● Challenge
Rewrite the items from the line with "annotation. Detect green" through the end of the items, changing "green algae" to "seaweed" and keeping everything else the same.
### Exercise materials
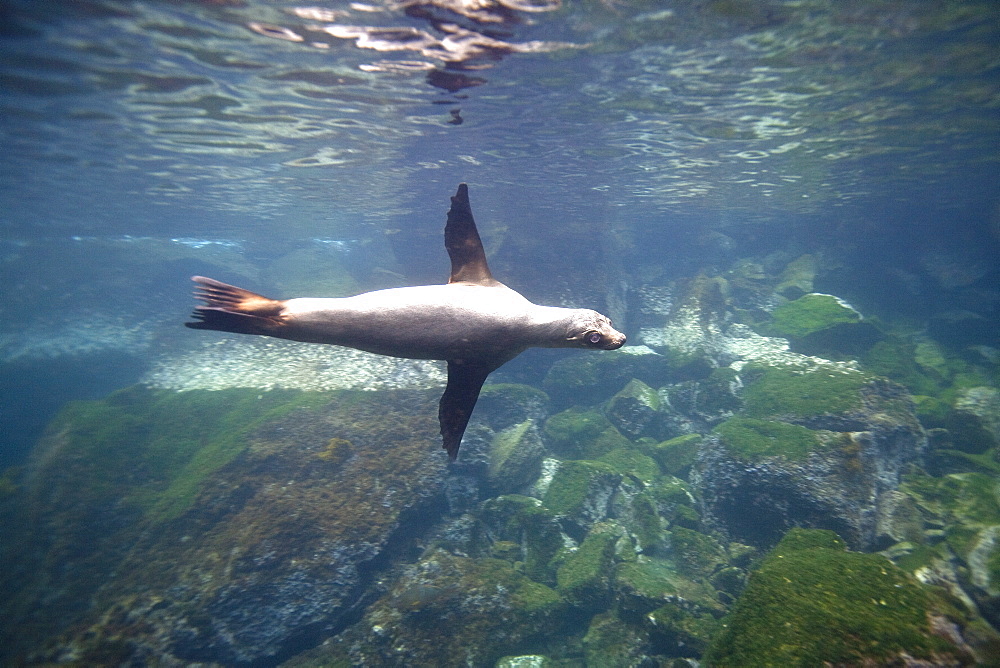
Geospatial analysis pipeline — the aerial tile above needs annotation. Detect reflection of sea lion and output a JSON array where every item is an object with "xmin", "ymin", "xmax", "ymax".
[{"xmin": 185, "ymin": 183, "xmax": 625, "ymax": 459}]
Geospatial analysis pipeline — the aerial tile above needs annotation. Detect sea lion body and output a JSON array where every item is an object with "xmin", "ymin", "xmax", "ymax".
[
  {"xmin": 185, "ymin": 184, "xmax": 625, "ymax": 459},
  {"xmin": 268, "ymin": 283, "xmax": 610, "ymax": 365}
]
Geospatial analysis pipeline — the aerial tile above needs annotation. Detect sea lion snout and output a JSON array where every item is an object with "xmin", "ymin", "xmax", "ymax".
[{"xmin": 567, "ymin": 310, "xmax": 625, "ymax": 350}]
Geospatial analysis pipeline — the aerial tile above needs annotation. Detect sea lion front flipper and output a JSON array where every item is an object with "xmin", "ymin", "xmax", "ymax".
[
  {"xmin": 438, "ymin": 360, "xmax": 493, "ymax": 461},
  {"xmin": 444, "ymin": 183, "xmax": 498, "ymax": 286}
]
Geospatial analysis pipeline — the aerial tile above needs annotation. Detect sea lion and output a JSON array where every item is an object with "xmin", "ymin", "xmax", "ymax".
[{"xmin": 184, "ymin": 183, "xmax": 625, "ymax": 460}]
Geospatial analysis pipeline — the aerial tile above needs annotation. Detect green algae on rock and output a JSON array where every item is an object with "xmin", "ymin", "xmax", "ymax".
[
  {"xmin": 5, "ymin": 390, "xmax": 446, "ymax": 665},
  {"xmin": 556, "ymin": 522, "xmax": 625, "ymax": 609},
  {"xmin": 604, "ymin": 378, "xmax": 660, "ymax": 438},
  {"xmin": 742, "ymin": 363, "xmax": 873, "ymax": 419},
  {"xmin": 714, "ymin": 417, "xmax": 822, "ymax": 461},
  {"xmin": 771, "ymin": 292, "xmax": 861, "ymax": 339},
  {"xmin": 583, "ymin": 611, "xmax": 652, "ymax": 668},
  {"xmin": 478, "ymin": 494, "xmax": 565, "ymax": 585},
  {"xmin": 312, "ymin": 550, "xmax": 565, "ymax": 668},
  {"xmin": 703, "ymin": 529, "xmax": 971, "ymax": 668},
  {"xmin": 648, "ymin": 434, "xmax": 702, "ymax": 478},
  {"xmin": 542, "ymin": 460, "xmax": 622, "ymax": 529},
  {"xmin": 486, "ymin": 419, "xmax": 545, "ymax": 493}
]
######
● Task response
Geospatial analysis pipeline — the aerial tile above needs annotation. Detect seaweed on rock and output a JSON array where every item is an object with "xmin", "ymin", "xmax", "ymax".
[
  {"xmin": 5, "ymin": 390, "xmax": 446, "ymax": 665},
  {"xmin": 556, "ymin": 522, "xmax": 625, "ymax": 609},
  {"xmin": 604, "ymin": 378, "xmax": 660, "ymax": 438},
  {"xmin": 742, "ymin": 363, "xmax": 873, "ymax": 419},
  {"xmin": 714, "ymin": 417, "xmax": 822, "ymax": 461},
  {"xmin": 771, "ymin": 292, "xmax": 861, "ymax": 339},
  {"xmin": 583, "ymin": 611, "xmax": 652, "ymax": 668},
  {"xmin": 478, "ymin": 494, "xmax": 565, "ymax": 585},
  {"xmin": 312, "ymin": 550, "xmax": 565, "ymax": 668},
  {"xmin": 703, "ymin": 529, "xmax": 971, "ymax": 668},
  {"xmin": 648, "ymin": 434, "xmax": 702, "ymax": 478},
  {"xmin": 542, "ymin": 460, "xmax": 622, "ymax": 529},
  {"xmin": 486, "ymin": 419, "xmax": 545, "ymax": 493}
]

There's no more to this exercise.